[Task details]: Print every one of the records below verbatim, leaving each line unchanged.

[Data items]

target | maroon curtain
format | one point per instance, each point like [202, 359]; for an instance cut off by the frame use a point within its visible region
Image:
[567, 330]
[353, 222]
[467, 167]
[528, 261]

[Exercise answer]:
target | maroon curtain
format | one point per instance, each point like [202, 359]; for an instance cut off by the frame use a point within its visible region
Image:
[567, 330]
[353, 222]
[467, 167]
[528, 261]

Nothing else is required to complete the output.